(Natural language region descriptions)

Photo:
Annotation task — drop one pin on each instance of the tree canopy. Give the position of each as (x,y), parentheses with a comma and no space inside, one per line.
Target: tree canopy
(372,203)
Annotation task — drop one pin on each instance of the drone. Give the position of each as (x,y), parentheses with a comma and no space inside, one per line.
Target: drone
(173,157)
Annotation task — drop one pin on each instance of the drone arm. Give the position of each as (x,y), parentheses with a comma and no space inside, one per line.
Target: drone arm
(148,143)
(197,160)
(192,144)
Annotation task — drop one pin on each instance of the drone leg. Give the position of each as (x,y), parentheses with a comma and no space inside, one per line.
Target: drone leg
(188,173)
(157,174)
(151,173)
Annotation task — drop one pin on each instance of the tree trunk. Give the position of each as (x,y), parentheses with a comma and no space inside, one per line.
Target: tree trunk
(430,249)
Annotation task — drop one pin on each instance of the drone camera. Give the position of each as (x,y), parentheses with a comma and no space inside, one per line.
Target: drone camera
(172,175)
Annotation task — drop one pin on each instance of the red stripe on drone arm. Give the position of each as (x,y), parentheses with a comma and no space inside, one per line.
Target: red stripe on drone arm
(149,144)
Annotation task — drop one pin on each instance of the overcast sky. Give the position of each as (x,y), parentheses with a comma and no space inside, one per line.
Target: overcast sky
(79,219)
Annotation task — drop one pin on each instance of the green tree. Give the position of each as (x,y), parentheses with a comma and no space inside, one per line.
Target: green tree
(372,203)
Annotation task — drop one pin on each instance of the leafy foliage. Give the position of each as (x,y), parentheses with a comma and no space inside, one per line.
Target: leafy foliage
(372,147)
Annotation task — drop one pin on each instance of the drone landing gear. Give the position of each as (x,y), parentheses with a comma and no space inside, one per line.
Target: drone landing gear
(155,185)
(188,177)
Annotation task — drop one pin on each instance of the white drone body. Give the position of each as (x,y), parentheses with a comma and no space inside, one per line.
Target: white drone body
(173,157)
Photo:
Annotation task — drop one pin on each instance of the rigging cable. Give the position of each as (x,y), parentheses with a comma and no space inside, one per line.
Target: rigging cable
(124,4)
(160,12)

**What you should do**
You are asked to copy all of the entries above exactly.

**Exercise response**
Photo:
Annotation task — drop one pin on each instance of the tree canopy. Give the position of each as (x,y), parentheses with a comma and no space inside, one per line.
Target: tree canopy
(372,203)
Annotation task — drop one pin on each instance of the drone. Give the position of each as (x,y), parentheses with a comma and no space inside, one per line.
Target: drone
(173,157)
Annotation task — drop one pin on each instance of the drone arm. Give the position of each as (x,y), parentheses with a comma and no space inside, one per line.
Target: drone arm
(148,143)
(197,160)
(192,144)
Annotation task — drop one pin on each instance of the drone leg. Give the position of each as (x,y), parentheses with a comma and no space inside, one per line.
Target: drone leg
(188,173)
(157,174)
(151,173)
Annotation task — drop one pin on each instance of the tree trunk. Give the position of each as (x,y), parentheses with a comma and no space inside, one per line.
Target: tree trunk
(430,249)
Annotation task — drop one pin on each instance of the drone camera. Give the position of each as (x,y), parentheses with a comma and no space inside, one per line.
Target: drone camera
(172,175)
Annotation task — drop one pin on each instance of the red stripe on drone arm. Give the position of each as (x,y), parentheses with a comma and no space inside, one per line.
Target: red stripe on drone arm
(149,144)
Annotation task — drop one pin on each instance of the overcast sky. Give the position of each as (x,y), parentheses with a comma and no space inside, one per line.
Target: overcast sky
(79,219)
Annotation task — drop one pin on each instance of the green tree. Give the position of each as (x,y), parentheses with a comma and no space inside, one per line.
Target: green tree
(372,203)
Annotation task — drop one pin on each instance of the leafy foliage. Give the position of each as (x,y), parentheses with a comma and no space inside, one per line.
Target: leafy foliage
(372,147)
Annotation task — drop one pin on each instance of the drone landing gear. Give the position of each as (x,y), parentheses with a comma and no space inside, one per line.
Target: drone landing gear
(155,185)
(188,177)
Annotation task — drop one pin on each instance of the white drone body. Give the position of each as (x,y), parentheses with a comma and no space inside, one per line.
Target: white drone body
(173,157)
Photo:
Annotation task — drop one pin on each instance of the rigging cable. Give the position of each as (x,y), parentheses with a comma and no space inside, one per line.
Target: rigging cable
(124,4)
(160,12)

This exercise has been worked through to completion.